What is being asked -
Render each line of the data below as an item in a numbered list, omitting any blank lines.

★ ★ ★

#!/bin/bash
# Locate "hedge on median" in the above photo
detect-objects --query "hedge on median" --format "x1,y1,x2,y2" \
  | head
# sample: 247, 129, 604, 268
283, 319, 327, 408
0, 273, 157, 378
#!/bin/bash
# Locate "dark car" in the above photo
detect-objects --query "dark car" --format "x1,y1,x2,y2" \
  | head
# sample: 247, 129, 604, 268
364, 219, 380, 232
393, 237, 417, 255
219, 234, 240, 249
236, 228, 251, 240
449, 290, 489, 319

★ ★ ★

Exercise response -
1. #!/bin/bash
2. # Locate "hedge on median" in the above photo
3. detect-objects --query "hedge on median" --format "x1,y1,x2,y2" \
4.   | head
5. # sample: 247, 129, 604, 268
6. 283, 319, 327, 408
7. 0, 273, 157, 378
8. #!/bin/bash
9. # Locate "dark car" in the above photo
10. detect-objects --query "dark car" --format "x1,y1,x2,y2" \
11.   | head
12. # sample: 247, 129, 604, 268
13. 364, 219, 380, 232
14. 393, 237, 417, 255
15. 219, 234, 240, 249
16. 236, 228, 251, 240
17. 449, 290, 489, 319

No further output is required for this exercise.